To do:
(a) Revise the stretch of the prison letter from "Letter from Prison" through "by Corbin Street)", changing "Early October" to "Late October".
(b) According to the prison letter, what is the writer's rate of pay?

Passage to read:

Letter from Prison | Early October | Alienated Labor

“And I survived because I made a point of forgetting . . . I did not count the days or the weeks or the months. Time is an illusion that only makes us pant. I survived because I forgot even the very notion of time. What I remember are events and encounters and routines, markers that emerged here and there from the ocean of time and imprinted themselves on my memory.” - - “The Life of Pi” (sent to me by Corbin Street)

Hey Everybody,

So I am now assigned to a new job called “landscaping.” Perhaps the word conjures to mind hills carefully contoured, planted, and bricked. Or perhaps tree-planting and red mulch-spreading. No, we mainly mow, pick up trash, or, in the winter, shovel snow. For instance: the other day we felled and dismembered a tree, clearing an area upon which a supply depot will be built. My important mission was to gather up walnuts and transfer them in a wheelbarrow to another part of the field. I asked to use a rake but was mysteriously denied. Later, my repeated request was just as mysteriously granted. Our boss is a man with much inner conflict and no means of self-expression. He has a whim of iron, able to leap the laws of rationality in a single bound.

I am coming to understand more fully the notion of “alienated labor.” Alienated labor is defined as labor which is not self-directed: i.e. labor for a boss. There are two ways of motivating unpleasant labor: the carrot dangling (promise of reward) and the stick that you hit the mule with when it stops (fear of punishment). The stick means of motivation creates most alienated laborers and is perhaps the oldest. The carrot or the stick. Most people in modern capitalist society are motivated by the carrot. However, because hunger and starvation lie in wait for the carrotless, the stick is not far behind the carrot. My rate of pay is $5.15 per month. So we can rule out the “carrot” method of motivation. The only incentive I have for working, aside from the cheerful wellspring of industry in my heart, is the fact that if I don’t, I am guilty of insubordination and will be punished with solitary confinement. Or worse, with just one other person. Ultimately, I really love the outside work: away from the crush of people and authority of the commanding officers.

Provided data:
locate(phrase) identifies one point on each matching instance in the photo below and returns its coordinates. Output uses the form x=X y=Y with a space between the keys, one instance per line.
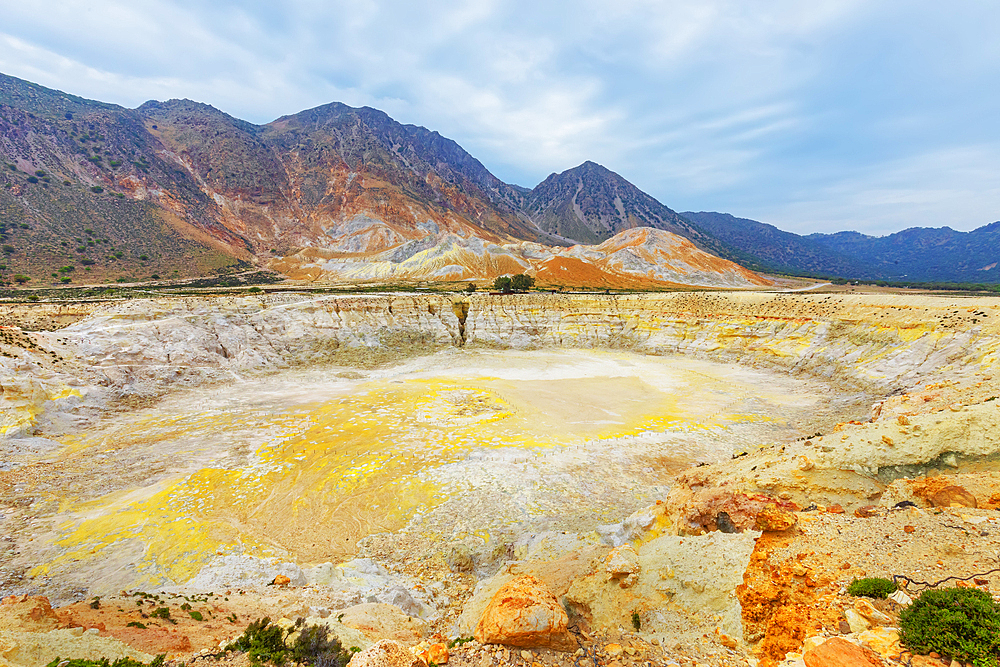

Response list:
(a)
Letter from Prison | Late October | Alienated Labor

“And I survived because I made a point of forgetting . . . I did not count the days or the weeks or the months. Time is an illusion that only makes us pant. I survived because I forgot even the very notion of time. What I remember are events and encounters and routines, markers that emerged here and there from the ocean of time and imprinted themselves on my memory.” - - “The Life of Pi” (sent to me by Corbin Street)

(b) $5.15 per month.